Retype all the records below exactly as they are, with no image carried over.

•••••

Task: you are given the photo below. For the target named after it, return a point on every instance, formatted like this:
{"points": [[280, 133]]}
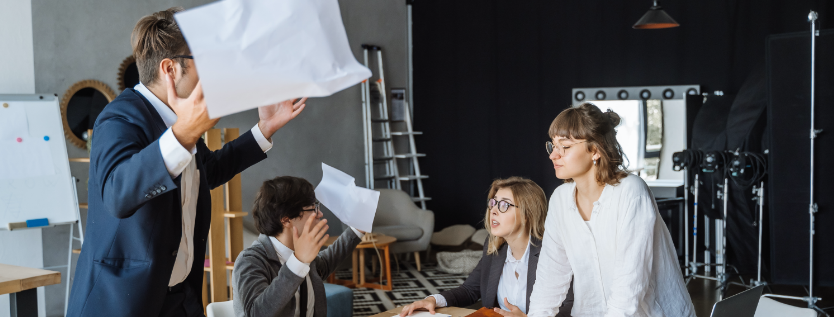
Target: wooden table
{"points": [[382, 242], [454, 311], [21, 284]]}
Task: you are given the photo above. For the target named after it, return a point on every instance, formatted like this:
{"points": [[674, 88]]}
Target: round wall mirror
{"points": [[128, 73], [80, 107]]}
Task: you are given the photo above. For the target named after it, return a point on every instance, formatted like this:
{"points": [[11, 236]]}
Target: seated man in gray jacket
{"points": [[281, 273]]}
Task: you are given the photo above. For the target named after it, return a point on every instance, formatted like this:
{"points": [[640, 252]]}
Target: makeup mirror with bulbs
{"points": [[653, 125]]}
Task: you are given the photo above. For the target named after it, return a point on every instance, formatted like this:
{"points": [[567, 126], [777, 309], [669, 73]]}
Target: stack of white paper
{"points": [[252, 53], [355, 206]]}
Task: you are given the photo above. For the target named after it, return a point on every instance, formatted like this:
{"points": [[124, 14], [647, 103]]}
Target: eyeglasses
{"points": [[561, 149], [502, 205], [317, 209]]}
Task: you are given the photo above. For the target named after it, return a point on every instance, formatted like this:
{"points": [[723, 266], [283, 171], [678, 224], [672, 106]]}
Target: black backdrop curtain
{"points": [[490, 76]]}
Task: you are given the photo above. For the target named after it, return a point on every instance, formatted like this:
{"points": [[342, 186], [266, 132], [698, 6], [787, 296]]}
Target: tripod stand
{"points": [[812, 205]]}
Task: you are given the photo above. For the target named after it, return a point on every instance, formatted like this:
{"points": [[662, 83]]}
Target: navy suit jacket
{"points": [[482, 283], [134, 220]]}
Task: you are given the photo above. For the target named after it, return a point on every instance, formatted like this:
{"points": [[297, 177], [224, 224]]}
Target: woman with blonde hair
{"points": [[516, 208], [603, 230]]}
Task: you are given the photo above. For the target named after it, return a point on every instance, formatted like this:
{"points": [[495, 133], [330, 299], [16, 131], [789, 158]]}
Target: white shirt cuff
{"points": [[265, 144], [175, 156], [359, 234], [441, 301], [296, 266]]}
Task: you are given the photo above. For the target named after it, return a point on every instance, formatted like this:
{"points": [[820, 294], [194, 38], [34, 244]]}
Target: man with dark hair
{"points": [[281, 273], [150, 175]]}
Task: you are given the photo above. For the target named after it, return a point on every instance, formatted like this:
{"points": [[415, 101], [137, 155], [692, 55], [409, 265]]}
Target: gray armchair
{"points": [[399, 217]]}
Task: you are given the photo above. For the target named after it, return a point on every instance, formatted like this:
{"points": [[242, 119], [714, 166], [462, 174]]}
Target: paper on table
{"points": [[30, 158], [355, 206], [252, 53], [425, 314], [13, 122]]}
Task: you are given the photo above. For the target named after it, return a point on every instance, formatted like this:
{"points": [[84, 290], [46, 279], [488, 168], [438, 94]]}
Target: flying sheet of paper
{"points": [[28, 158], [425, 314], [355, 206], [13, 122], [252, 53]]}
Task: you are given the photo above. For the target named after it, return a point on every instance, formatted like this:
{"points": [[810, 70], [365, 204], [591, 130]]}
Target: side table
{"points": [[382, 243], [21, 284]]}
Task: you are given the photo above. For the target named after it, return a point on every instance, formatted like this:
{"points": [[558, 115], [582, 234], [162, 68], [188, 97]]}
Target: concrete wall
{"points": [[88, 39]]}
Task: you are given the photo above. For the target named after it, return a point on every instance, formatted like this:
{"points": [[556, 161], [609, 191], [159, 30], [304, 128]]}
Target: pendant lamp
{"points": [[656, 18]]}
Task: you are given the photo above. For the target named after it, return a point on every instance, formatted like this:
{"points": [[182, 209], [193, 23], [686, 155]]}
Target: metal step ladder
{"points": [[384, 136], [417, 177]]}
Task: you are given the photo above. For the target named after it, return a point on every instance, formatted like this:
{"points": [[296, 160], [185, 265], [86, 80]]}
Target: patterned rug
{"points": [[409, 286]]}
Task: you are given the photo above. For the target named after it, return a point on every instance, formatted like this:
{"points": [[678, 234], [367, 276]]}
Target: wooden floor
{"points": [[704, 295]]}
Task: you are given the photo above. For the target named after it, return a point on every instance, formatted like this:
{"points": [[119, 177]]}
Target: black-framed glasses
{"points": [[502, 205], [561, 148], [316, 209]]}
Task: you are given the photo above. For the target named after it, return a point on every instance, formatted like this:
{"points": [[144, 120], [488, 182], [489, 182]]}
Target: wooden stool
{"points": [[223, 235], [382, 242]]}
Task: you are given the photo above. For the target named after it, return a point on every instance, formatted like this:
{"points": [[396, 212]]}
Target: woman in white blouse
{"points": [[603, 229], [504, 276]]}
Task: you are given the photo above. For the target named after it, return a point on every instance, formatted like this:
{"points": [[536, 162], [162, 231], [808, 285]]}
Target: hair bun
{"points": [[613, 117]]}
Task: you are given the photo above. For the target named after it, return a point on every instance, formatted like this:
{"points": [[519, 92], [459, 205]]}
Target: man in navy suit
{"points": [[150, 177]]}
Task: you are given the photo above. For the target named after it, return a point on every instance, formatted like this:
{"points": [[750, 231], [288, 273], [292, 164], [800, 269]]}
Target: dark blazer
{"points": [[134, 220], [264, 287], [482, 283]]}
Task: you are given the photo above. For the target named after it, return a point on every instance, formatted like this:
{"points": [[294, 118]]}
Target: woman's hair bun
{"points": [[613, 117]]}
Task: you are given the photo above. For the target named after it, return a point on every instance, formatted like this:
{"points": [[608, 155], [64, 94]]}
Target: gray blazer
{"points": [[482, 283], [264, 287]]}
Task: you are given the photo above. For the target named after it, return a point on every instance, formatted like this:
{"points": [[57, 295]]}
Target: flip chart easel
{"points": [[36, 187]]}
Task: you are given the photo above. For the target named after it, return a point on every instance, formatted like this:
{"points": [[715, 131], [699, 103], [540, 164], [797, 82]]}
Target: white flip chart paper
{"points": [[354, 206], [13, 122], [252, 53], [29, 158]]}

•••••

### [ANSWER TO THE PROBLEM]
Task: you are given the photo below. For the target named after it, return a point on every instance, formatted like this:
{"points": [[280, 133]]}
Target: wooden table
{"points": [[382, 242], [454, 311], [21, 284]]}
Task: you are given the photo above. For the target named after it, return a point on every instance, formatted like this:
{"points": [[674, 88]]}
Target: round wall mirror
{"points": [[128, 73], [80, 107]]}
Task: you are given the photo above. For the target named after it, return a point on every instance, formatted like this:
{"points": [[11, 236]]}
Target: seated man in gray jacket
{"points": [[281, 273]]}
Task: you are given the photo above. For the target named after it, return a point on every instance, formatted like this:
{"points": [[640, 252]]}
Target: makeup mirror with bulbs
{"points": [[653, 125]]}
Task: you are given the photo above. For the target named after it, return a point on every instance, formatted like this:
{"points": [[567, 126], [777, 309], [669, 73]]}
Target: stack of white paper
{"points": [[252, 53], [355, 206]]}
Task: you are given the photo above. For the target named after it, return a point on every instance, formatted like this:
{"points": [[124, 14], [647, 103]]}
Target: eyeglasses
{"points": [[561, 149], [502, 205], [317, 209]]}
Task: you are given the photo above. For the target named after it, return a point on every instance, formatted like this:
{"points": [[723, 266], [283, 171], [678, 224], [672, 106]]}
Target: black backdrop curtain
{"points": [[490, 76]]}
Task: you are given the photo above. For the target named after it, return a point on every instance, formatted like this:
{"points": [[342, 186], [266, 132], [698, 6], [787, 296]]}
Target: tripod stand
{"points": [[812, 205]]}
Task: you are given the photo above. For the target named after it, return a point on every instance, formatted like this:
{"points": [[662, 83]]}
Target: navy suit jacket
{"points": [[482, 283], [134, 220]]}
Task: you are given the photo above. For the target named after it, return a point on every instance, formatted like this:
{"points": [[297, 177], [224, 224]]}
Target: woman with blonde hair
{"points": [[516, 208], [603, 230]]}
Task: you are given the photo above. For the target named after it, return a point on every instance, formatted like this:
{"points": [[495, 133], [330, 299], [16, 131], [789, 158]]}
Target: white shirt cuff
{"points": [[265, 144], [175, 156], [359, 234], [441, 301], [296, 266]]}
Task: you are given the photo above. For the target named after it, return a point on every instance, formatted like this:
{"points": [[820, 294], [194, 38], [34, 244]]}
Target: man with dark hair
{"points": [[281, 273], [150, 175]]}
Task: you are given the photo above. For the target named after it, return a point on every instance, formatted like this:
{"points": [[415, 101], [137, 155], [692, 55], [409, 265]]}
Target: gray armchair
{"points": [[399, 217]]}
Task: you are given the photo above. For the target named after it, return a point on every instance, formatted like this:
{"points": [[242, 119], [714, 166], [462, 174]]}
Target: paper on table
{"points": [[30, 158], [355, 206], [252, 53], [425, 314], [13, 122]]}
Task: you are given the photo above. For the target named after it, return a point on every instance, formatted like this:
{"points": [[84, 290], [46, 279], [488, 168], [438, 94]]}
Target: flying sheet of paper
{"points": [[28, 158], [425, 314], [355, 206], [13, 122], [252, 53]]}
Task: you are given the photo above. For the target named after it, return a point on every instance, formatted like this:
{"points": [[810, 70], [365, 204], [591, 130]]}
Target: side table
{"points": [[382, 243], [21, 284]]}
Task: you are given the photo above. For the target named after it, return a point on every instance, formatted like this:
{"points": [[558, 115], [582, 234], [162, 68], [188, 97]]}
Target: concrete wall
{"points": [[88, 39]]}
Task: you are given the photo above. For the target named after it, return a point on every instance, formatted like this:
{"points": [[556, 161], [609, 191], [159, 30], [304, 128]]}
Target: pendant lamp
{"points": [[656, 18]]}
Task: you are given the photo above. For the target named after it, return a point on every instance, formatted like this:
{"points": [[182, 209], [193, 23], [686, 155]]}
Target: metal step ladder
{"points": [[384, 136], [417, 177]]}
Task: you are given the photo above. For the target named after it, return a point on every instance, formatted like this:
{"points": [[296, 160], [185, 265], [86, 80]]}
Target: patterned rug
{"points": [[409, 286]]}
Task: you are given the photo above. For the target named after it, return a point on every instance, formatted like this:
{"points": [[678, 234], [367, 276]]}
Target: wooden floor
{"points": [[704, 295]]}
Task: you are given the photo above. For the target named after it, return a point on every instance, formatted like this:
{"points": [[119, 177]]}
Target: black-framed glasses
{"points": [[502, 205], [561, 148], [316, 209]]}
Task: you are given the photo above. For the target named after it, return a point on every instance, formatted like this:
{"points": [[144, 120], [488, 182], [489, 182]]}
Target: wooden stool
{"points": [[223, 235], [382, 242]]}
Task: you are given the photo above. For the target named after it, return a point on every instance, formatted like this:
{"points": [[396, 212]]}
Target: woman in white blouse
{"points": [[603, 229], [504, 276]]}
Task: you are given the photo above. For the target named after it, return a point on every instance, formatted like this:
{"points": [[536, 162], [162, 231], [808, 285]]}
Target: hair bun
{"points": [[613, 117]]}
Task: you are given the photo above. For the target named after it, return a point on every instance, formatted like this:
{"points": [[519, 92], [459, 205]]}
Target: man in navy suit
{"points": [[150, 177]]}
Task: you are given the photo above. For the target named after it, return a point on every instance, formatted like this:
{"points": [[750, 231], [288, 273], [292, 164], [800, 269]]}
Target: dark blazer
{"points": [[134, 220], [264, 287], [482, 283]]}
Task: you are given the photo above. For the target named after it, return a point on every instance, formatted like this:
{"points": [[294, 118]]}
Target: woman's hair bun
{"points": [[613, 117]]}
Task: you are given the photo above. For the target named after it, return a point on every instance, formatted like this:
{"points": [[608, 155], [64, 94]]}
Target: gray blazer
{"points": [[482, 283], [264, 287]]}
Task: you are given the photo above. For the target named after it, return a point on every instance, formatted like this:
{"points": [[57, 295]]}
Target: flip chart easel
{"points": [[36, 187]]}
Task: you are given the photo above. For the target named after it, return a point on every instance, formatted like this:
{"points": [[715, 131], [699, 103], [540, 164], [797, 82]]}
Target: white flip chart paper
{"points": [[354, 206], [13, 122], [252, 53], [29, 158]]}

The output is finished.